Work instructions: Retype all of the data without changing a single word.

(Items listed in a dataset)
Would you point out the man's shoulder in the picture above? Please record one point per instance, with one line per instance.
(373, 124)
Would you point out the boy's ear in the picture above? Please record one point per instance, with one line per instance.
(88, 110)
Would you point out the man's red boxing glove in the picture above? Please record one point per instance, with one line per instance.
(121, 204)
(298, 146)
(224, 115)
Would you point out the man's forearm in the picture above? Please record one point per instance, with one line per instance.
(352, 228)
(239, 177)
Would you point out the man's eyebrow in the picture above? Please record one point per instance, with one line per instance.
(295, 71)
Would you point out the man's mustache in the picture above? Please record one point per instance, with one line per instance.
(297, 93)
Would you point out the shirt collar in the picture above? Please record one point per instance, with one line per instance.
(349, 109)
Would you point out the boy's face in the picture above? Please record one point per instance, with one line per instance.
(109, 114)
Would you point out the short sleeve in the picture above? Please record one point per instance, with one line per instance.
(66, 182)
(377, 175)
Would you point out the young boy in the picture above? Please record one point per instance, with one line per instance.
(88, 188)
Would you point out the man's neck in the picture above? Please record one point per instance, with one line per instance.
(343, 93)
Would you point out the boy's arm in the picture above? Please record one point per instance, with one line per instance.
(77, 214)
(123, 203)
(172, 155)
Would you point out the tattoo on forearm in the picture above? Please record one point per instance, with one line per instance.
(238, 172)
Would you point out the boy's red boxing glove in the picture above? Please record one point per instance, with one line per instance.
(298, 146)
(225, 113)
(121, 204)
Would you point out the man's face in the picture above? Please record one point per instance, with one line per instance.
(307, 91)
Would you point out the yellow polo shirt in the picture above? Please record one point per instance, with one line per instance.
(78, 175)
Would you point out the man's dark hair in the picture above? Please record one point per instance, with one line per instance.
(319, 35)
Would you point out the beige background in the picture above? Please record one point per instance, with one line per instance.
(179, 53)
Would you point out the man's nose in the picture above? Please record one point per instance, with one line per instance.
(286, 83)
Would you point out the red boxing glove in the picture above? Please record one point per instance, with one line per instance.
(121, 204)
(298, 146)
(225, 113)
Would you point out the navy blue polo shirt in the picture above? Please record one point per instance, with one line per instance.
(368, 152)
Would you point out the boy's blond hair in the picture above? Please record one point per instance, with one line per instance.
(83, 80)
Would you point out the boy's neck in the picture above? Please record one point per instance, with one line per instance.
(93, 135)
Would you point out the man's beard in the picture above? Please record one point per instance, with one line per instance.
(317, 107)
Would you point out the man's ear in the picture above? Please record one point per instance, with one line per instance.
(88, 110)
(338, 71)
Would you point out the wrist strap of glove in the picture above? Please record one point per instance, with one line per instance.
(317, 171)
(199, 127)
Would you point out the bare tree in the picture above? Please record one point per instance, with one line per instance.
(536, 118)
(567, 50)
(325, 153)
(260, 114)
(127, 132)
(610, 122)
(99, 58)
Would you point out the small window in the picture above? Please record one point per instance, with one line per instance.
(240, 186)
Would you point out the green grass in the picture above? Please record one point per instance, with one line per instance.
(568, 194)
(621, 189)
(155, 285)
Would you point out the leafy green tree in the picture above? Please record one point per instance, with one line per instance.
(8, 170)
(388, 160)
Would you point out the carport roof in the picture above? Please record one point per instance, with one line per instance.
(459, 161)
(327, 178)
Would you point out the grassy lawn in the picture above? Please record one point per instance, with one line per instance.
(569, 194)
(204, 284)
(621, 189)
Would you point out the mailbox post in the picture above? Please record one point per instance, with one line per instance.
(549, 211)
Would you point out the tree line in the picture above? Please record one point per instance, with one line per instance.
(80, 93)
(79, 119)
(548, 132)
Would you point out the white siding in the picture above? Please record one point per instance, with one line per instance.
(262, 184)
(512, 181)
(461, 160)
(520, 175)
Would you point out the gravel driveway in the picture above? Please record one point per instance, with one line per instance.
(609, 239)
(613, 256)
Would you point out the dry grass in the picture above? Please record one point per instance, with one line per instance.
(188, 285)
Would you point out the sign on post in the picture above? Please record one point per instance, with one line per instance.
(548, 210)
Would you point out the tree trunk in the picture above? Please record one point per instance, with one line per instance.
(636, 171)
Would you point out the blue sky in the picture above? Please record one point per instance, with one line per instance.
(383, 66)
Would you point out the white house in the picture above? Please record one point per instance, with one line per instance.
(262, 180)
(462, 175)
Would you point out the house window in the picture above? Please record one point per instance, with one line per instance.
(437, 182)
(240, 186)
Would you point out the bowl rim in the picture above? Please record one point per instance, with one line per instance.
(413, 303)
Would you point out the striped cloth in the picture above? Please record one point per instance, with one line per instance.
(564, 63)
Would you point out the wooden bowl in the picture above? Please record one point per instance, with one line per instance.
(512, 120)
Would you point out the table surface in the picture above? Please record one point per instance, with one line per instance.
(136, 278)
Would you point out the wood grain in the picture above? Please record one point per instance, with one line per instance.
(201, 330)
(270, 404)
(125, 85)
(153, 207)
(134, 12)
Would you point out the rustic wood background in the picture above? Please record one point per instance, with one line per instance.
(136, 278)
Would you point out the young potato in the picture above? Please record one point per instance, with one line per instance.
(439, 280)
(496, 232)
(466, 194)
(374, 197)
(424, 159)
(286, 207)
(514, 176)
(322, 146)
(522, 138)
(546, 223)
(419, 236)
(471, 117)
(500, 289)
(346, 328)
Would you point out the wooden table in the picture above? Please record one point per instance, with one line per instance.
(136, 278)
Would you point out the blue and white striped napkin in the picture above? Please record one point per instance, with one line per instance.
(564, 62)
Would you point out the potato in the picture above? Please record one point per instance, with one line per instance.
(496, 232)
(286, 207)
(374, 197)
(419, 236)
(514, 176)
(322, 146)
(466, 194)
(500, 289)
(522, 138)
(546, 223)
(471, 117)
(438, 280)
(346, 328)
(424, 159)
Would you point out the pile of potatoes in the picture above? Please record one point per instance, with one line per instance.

Answer box:
Would you point out the man's shoulder in the picture above? Please record one point per instance, with one line per instance.
(373, 124)
Would you point out the boy's ear in the picture above? Please record one point per instance, with one line per instance.
(88, 110)
Would you point out the man's red boxing glove in the picture above? Please record one point per instance, with one line per instance.
(121, 204)
(298, 146)
(224, 115)
Would you point out the man's forearm in the picture above? Please record one point per instance, with one line per instance.
(352, 228)
(239, 177)
Would you point out the man's eyebrow in the picture above? Please record one point per instance, with one line per instance.
(295, 71)
Would you point out the man's mustache in the picture above? Please record one point per instance, with one line per instance.
(297, 93)
Would you point out the shirt collar in the picture above? Please record one point per instance, with one line per instance.
(349, 109)
Would you point out the boy's face in the picture above? Please record one point per instance, with one line per instance.
(109, 114)
Would you point out the short sleeve in the picture above? Please record one point per instance, with one line per instance.
(66, 182)
(377, 175)
Would you point out the young boy in the picture above? Please record one point per instance, with one line per instance.
(88, 188)
Would you point out the man's neck in the picture above? Please record one point per instance, with one line per instance.
(343, 93)
Would you point out the boy's arm in the picture above? Please record one point per instance, with one line per instance.
(77, 214)
(123, 203)
(172, 155)
Would you point out the tattoo on forearm in the picture above? Please record one point per instance, with one line per instance.
(238, 172)
Would you point out the boy's red boxing glove in the picture above? Please record one point per instance, with one line per instance.
(298, 146)
(225, 113)
(121, 204)
Would you point out the man's face in the picture above? Please record one point per instance, with one line per instance.
(307, 91)
Would you point out the yellow polo shirt in the picture above? Please record one point per instance, with one line per instance.
(78, 175)
Would you point out the man's dark hair in the picture above? Please record one point per instance, with one line per instance.
(319, 35)
Would you point out the beige background in the picture above? Please record one point per instance, with one line per instance.
(179, 53)
Would you point out the man's nose in the picture above? Please record one point per instance, with one line per instance.
(286, 83)
Would you point out the red boxing glove in the picture above? Please record one point per instance, with one line per instance.
(121, 204)
(298, 146)
(225, 113)
Would you point out the navy blue polo shirt in the picture above? Please record one point per instance, with one line per instance.
(368, 152)
Would you point out the boy's blond hair in the picture above? Please record one point per instance, with one line per instance.
(83, 80)
Would you point out the boy's neck in the picture above? Please record one point per instance, with one line per instance.
(93, 135)
Would you point out the man's beard in the picture above? Please record one point per instance, with one line per instance.
(317, 107)
Would you point out the man's ear in the picture above? Please record one point per instance, with one line per instance.
(88, 110)
(338, 71)
Would you point out the wrist strap of glove in the picture above? Please record one point per instance, with one line per instance.
(317, 171)
(199, 127)
Would you point out the bare tree in the picture above? Please record one point per instance, with one line per instance.
(536, 118)
(567, 50)
(325, 153)
(260, 114)
(127, 132)
(610, 122)
(99, 58)
Would you point out the small window in the picture above? Please record one point per instance, with one line per instance.
(240, 186)
Would you point out the green grass in the picture above? Please record one point per instance, with one line per instance.
(568, 194)
(621, 189)
(155, 285)
Would you point out the leafy green tree in the picture above? Please record one point per instance, with one line per instance.
(8, 170)
(388, 160)
Would you point out the carport roof in the picture above? Please record one point per instance, with one line per instance.
(459, 161)
(327, 178)
Would you point out the grassy lawn in the picture above? Please record one point per instance, with one line per instance.
(569, 194)
(204, 284)
(621, 189)
Would you point out the mailbox post in the picture above? Please record one point per instance, with one line per instance.
(549, 211)
Would you point out the tree line in the picture above? Please record one point per instance, with one line per instance.
(80, 93)
(79, 119)
(548, 132)
Would you point out the white siding in the picture above? Please record one point per instance, with one line per instance.
(262, 184)
(512, 181)
(461, 160)
(520, 175)
Would you point out the gravel driveway in the picture above? Please record one point per instance, with one line per instance.
(609, 239)
(613, 256)
Would you point out the dry grass in the picture above? Please record one point per instance, with one line per instance.
(188, 285)
Would you point out the sign on post in the picture above? Please record one point per instance, with one line per instance.
(548, 210)
Would you point out the tree trunk in the picture above? Please record one point per instance, with one line per instance.
(636, 171)
Would you point out the blue sky in the picture above? Please record one point per instance, with one line per instance.
(383, 66)
Would you point out the white house in the picture above? Please record one point per instance, with one line per instance.
(262, 180)
(462, 175)
Would you point out the house window in the picture above? Please record one point per instance, with one line per instance.
(437, 182)
(240, 186)
Would you point out the bowl rim in the picture above? Please record one point per instance, with one line per instance.
(413, 303)
Would you point out the striped cloth in the picture above? Please record one point per instance, with one line per instance.
(564, 63)
Would you point out the wooden bowl in the picture above? Please record one point per instance, with one line per instance.
(512, 120)
Would you point out the table surface in the picture above? Please record one point per instance, with one line per instance.
(136, 278)
Would you point out the wood grain in the picture above? Please record one point per instance, with one line per instance.
(201, 330)
(270, 404)
(125, 85)
(153, 207)
(134, 12)
Would you point out the rustic wood background in the picture above? Please record one point per instance, with one line per instance.
(136, 278)
Would you point out the young potato in the picture above? Please record one point per instance, with one line per instance.
(439, 280)
(496, 232)
(466, 194)
(374, 197)
(424, 159)
(286, 207)
(514, 176)
(322, 146)
(522, 138)
(546, 223)
(419, 236)
(471, 117)
(500, 289)
(346, 328)
Would you point out the wooden table in the picture above? Please record one point per instance, with one line per instance.
(136, 278)
Would you point out the blue and white striped napkin in the picture above? Please record one point per instance, with one line per instance.
(564, 62)
Would you point out the potato in the picture above? Please record one point per instance, with one line per instance.
(496, 232)
(286, 207)
(374, 197)
(419, 236)
(514, 176)
(322, 146)
(466, 194)
(500, 289)
(522, 138)
(546, 223)
(471, 117)
(438, 280)
(346, 328)
(424, 159)
Would you point out the pile of potatoes in the picture above? Please record one point per instance, with one line per instance.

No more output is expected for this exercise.